It's been a bit of a surprise to me that, in spite of what I thought was a huge bubble last year, both real estate and stocks all kept rising. Once COVID hit, I was sure that would prick the bubble and start the downturn, but both markets only seemed to take off. I'm not sure our stock or real estate markets would have continued to climb without trillions being printed by the fed. I'm left in this place where I don't trust the stock market as an investment, and I don't even like just holding cash with all the money printing and inflation. Real estate is where I'm comfortable, but I'm worried about a huge downturn, even though I feel like my particular market will be somewhat resistant to one as compared to other markets.
I was listening to a podcast the other day that was talking about foreign and wealthy investors buying up real estate in the USA, as well as "dirty" money being "laundered" through real estate. This text link below was basically the gist of the podcast. Here are some excerpts:
"All-cash transactions have come to account for a quarter of all residential real estate purchases, “totaling hundreds of billions of dollars nationwide,” the Financial Crimes Enforcement Network – the financial crimes unit of the federal Treasury Department, also known as FinCEN – noted in a 2017 news"
also from the article:
“It reminds me of Moldova after the fall of the Soviet Union: oligarchs running wild, stashing their gains in buildings,” James Wright, an attorney and former Treasury Department bank examiner, told me. He now helps foreign governments combat money laundering. “Back then, you’d walk down the street, and people would say, ‘That building is a washing machine.’ Everyone knew it. Today, America is not that different.”
I've done a small amount of research into the topics talked about, as well as how FinCEN operates, and it's interesting.
So my thought that I'd be curious to hear your opinions on: What are the chances that "those in the know" are "laundering and stashing" money into real estate due to knowledge of a massive impending economic collapse, and that is essentially what has kept this market propped up as long as it has into this COVID crisis?

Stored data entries
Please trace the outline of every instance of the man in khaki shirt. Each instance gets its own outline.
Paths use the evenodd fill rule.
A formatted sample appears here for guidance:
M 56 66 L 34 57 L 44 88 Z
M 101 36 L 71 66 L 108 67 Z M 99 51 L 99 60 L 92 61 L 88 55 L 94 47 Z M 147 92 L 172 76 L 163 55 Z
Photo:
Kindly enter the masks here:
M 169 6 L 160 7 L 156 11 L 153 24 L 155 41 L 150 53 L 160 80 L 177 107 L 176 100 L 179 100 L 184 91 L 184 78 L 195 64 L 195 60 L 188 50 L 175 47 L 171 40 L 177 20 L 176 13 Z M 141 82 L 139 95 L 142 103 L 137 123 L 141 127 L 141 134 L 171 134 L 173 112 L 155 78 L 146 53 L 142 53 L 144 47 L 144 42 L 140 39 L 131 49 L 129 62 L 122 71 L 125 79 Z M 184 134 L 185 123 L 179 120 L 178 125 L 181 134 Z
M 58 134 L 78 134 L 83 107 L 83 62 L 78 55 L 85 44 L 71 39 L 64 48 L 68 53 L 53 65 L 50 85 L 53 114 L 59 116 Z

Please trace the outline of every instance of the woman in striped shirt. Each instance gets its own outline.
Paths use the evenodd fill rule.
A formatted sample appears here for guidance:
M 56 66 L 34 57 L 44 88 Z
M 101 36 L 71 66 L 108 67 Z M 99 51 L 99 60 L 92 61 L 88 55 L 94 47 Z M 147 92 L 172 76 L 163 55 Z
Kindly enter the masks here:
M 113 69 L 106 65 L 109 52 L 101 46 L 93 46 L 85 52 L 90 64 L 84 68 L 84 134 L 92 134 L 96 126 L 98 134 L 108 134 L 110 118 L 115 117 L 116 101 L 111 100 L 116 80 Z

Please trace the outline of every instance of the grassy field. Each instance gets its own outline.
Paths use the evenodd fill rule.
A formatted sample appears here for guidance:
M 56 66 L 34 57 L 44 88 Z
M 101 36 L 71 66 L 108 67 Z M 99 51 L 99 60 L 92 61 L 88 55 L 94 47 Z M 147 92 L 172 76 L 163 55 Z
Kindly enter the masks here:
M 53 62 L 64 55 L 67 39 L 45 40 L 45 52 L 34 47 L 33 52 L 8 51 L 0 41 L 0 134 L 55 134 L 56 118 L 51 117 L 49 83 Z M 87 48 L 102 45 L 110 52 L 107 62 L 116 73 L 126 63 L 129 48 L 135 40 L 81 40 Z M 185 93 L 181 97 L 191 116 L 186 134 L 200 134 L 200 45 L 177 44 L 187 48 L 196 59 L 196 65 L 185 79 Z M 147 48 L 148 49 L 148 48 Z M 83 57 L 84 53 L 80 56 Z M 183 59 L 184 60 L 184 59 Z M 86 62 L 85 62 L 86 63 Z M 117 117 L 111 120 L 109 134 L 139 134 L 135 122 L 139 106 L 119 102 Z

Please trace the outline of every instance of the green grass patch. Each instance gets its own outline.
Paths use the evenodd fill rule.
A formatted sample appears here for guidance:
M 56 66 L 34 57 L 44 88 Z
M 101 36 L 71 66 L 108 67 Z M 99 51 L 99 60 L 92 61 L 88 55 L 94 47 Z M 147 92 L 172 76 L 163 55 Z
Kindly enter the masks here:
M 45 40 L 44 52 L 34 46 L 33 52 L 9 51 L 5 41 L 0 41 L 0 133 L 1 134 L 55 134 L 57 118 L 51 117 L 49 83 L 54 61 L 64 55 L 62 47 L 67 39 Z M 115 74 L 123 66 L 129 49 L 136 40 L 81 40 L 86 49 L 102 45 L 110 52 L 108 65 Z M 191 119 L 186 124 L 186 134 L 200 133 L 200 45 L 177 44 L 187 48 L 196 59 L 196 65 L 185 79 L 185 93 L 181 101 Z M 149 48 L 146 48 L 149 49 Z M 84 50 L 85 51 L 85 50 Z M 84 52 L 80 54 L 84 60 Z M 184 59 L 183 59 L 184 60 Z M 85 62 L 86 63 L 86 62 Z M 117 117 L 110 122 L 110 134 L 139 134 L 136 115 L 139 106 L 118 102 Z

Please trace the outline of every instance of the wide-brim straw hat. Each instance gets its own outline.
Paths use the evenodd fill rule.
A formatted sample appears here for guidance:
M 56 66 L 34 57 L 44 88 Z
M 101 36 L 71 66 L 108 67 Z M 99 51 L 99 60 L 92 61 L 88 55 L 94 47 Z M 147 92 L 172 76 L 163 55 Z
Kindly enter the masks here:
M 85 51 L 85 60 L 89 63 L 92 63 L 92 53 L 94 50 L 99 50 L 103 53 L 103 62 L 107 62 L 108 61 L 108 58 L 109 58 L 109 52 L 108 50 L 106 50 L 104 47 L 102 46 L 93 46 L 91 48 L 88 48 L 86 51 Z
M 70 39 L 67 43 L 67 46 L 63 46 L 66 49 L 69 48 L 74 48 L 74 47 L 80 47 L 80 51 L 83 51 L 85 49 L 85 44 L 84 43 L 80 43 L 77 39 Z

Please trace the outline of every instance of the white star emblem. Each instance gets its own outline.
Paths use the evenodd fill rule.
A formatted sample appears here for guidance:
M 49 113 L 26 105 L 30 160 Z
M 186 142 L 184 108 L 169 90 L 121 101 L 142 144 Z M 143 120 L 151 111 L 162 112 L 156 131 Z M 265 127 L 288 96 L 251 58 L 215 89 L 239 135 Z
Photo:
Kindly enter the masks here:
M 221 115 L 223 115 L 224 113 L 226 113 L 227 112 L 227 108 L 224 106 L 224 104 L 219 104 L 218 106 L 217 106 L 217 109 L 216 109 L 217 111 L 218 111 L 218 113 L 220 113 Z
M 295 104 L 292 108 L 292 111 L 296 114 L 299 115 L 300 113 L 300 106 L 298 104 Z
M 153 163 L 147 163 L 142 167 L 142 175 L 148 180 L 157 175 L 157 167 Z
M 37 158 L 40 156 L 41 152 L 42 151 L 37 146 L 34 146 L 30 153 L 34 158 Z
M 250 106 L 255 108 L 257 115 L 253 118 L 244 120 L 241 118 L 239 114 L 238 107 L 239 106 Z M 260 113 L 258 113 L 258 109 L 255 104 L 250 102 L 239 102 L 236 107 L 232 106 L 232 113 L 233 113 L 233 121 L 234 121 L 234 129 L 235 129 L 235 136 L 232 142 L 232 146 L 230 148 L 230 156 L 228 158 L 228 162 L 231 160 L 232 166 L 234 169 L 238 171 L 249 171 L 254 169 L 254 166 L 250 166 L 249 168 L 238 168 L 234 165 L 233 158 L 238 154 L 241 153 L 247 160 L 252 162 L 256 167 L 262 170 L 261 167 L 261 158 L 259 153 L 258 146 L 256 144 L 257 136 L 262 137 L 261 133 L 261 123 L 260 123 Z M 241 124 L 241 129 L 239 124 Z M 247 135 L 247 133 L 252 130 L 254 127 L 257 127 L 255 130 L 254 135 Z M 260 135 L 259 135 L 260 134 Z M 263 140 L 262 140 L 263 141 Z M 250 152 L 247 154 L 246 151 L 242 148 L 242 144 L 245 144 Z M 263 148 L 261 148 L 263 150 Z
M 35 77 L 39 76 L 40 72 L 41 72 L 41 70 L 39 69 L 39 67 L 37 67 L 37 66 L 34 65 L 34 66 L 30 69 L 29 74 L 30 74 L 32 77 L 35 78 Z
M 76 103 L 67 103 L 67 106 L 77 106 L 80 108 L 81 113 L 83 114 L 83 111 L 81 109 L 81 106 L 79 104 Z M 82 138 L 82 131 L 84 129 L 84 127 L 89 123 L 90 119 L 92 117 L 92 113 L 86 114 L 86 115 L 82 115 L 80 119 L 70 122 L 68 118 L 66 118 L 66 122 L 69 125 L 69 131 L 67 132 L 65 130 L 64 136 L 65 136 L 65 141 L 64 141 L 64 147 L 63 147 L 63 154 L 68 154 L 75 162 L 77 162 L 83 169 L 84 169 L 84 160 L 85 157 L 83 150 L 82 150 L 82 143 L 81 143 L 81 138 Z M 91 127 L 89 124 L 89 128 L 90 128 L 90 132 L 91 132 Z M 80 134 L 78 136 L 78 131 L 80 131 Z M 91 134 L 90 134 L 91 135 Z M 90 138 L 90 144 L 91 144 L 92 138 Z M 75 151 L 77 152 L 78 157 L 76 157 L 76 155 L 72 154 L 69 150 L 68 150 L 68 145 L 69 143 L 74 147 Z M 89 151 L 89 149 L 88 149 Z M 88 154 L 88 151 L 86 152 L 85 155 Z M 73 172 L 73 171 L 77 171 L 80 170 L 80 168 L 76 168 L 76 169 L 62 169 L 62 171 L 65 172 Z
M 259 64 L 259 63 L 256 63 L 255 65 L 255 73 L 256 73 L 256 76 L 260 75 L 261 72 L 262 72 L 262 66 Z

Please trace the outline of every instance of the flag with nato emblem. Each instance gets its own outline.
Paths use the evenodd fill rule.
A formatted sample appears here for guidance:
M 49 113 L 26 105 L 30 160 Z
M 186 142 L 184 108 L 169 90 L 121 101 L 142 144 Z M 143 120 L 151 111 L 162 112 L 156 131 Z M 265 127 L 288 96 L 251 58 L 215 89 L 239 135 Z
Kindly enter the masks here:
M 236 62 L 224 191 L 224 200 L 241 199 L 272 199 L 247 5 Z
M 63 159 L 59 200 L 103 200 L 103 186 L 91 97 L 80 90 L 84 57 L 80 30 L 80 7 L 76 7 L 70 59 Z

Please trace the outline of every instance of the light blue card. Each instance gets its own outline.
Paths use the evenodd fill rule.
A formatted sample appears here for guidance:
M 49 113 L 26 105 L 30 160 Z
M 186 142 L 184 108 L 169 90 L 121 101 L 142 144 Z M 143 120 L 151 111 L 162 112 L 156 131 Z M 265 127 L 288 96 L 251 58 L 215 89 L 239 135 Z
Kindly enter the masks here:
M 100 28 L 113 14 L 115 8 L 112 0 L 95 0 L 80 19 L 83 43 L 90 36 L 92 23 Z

* * *

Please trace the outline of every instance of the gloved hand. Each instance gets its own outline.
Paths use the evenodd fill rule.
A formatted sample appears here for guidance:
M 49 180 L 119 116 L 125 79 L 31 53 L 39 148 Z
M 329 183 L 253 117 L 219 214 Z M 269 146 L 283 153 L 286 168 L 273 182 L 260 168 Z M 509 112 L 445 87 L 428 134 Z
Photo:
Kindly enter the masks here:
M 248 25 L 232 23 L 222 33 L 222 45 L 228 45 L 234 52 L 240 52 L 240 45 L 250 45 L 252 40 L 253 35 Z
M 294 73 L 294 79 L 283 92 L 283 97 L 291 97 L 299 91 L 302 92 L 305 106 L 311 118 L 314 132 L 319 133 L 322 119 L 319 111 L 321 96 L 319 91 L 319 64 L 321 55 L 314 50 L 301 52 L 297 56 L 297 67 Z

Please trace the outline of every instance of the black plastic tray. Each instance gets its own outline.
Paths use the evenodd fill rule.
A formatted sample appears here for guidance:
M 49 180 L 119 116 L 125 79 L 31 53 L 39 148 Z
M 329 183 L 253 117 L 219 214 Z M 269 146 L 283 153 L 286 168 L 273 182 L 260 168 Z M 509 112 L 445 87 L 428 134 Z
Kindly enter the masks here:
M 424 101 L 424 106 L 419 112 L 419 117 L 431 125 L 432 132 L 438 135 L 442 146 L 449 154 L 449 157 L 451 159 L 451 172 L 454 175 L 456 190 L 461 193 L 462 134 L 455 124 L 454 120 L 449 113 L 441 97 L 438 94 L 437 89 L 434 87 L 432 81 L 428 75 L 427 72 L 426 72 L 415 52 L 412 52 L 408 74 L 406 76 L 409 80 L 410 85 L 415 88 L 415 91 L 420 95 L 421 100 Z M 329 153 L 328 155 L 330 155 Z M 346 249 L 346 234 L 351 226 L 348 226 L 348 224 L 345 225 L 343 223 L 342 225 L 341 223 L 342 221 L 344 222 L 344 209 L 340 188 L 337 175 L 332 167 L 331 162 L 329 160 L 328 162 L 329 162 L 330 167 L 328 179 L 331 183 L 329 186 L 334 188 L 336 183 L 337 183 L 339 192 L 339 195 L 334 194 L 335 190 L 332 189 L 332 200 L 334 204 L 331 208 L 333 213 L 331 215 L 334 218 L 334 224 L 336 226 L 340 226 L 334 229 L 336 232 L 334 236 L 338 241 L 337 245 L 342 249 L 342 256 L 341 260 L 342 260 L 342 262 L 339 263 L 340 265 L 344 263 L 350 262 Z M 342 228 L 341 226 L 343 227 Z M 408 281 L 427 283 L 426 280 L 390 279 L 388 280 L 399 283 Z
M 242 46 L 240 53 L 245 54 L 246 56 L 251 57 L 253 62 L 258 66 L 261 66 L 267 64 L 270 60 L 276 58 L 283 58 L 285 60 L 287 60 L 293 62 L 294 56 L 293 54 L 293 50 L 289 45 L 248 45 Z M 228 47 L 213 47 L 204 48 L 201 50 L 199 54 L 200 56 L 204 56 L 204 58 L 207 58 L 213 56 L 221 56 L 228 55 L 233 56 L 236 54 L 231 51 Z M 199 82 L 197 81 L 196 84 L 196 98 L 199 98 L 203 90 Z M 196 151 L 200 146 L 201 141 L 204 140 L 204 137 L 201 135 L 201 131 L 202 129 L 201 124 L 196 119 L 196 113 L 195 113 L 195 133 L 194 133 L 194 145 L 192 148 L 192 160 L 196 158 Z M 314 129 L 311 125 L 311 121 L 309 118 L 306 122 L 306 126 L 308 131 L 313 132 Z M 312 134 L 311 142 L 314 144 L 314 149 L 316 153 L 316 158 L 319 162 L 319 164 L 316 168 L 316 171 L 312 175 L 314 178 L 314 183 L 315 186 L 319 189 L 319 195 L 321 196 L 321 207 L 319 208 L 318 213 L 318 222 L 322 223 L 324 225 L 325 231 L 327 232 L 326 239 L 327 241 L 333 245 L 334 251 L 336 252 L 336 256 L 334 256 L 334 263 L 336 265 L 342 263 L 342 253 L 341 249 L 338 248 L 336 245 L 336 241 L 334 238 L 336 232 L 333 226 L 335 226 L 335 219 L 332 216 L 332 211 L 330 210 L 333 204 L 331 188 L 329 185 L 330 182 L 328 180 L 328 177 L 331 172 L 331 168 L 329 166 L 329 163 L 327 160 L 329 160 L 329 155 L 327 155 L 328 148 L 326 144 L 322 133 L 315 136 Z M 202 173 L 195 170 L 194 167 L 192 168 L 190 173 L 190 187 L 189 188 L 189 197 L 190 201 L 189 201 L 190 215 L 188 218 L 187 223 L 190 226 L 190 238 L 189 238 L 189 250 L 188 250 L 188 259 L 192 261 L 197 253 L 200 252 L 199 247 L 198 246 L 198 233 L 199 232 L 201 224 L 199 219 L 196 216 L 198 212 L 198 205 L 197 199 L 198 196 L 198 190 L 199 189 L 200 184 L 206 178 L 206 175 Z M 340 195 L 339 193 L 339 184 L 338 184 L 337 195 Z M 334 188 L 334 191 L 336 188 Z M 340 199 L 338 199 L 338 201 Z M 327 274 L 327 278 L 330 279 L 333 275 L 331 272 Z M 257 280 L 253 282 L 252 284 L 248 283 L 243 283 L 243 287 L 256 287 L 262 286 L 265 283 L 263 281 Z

■ Work to be completed:
According to the post about real estate and money laundering, what share of all residential real estate purchases do all-cash transactions account for?

■ Problem solution:
A quarter of them.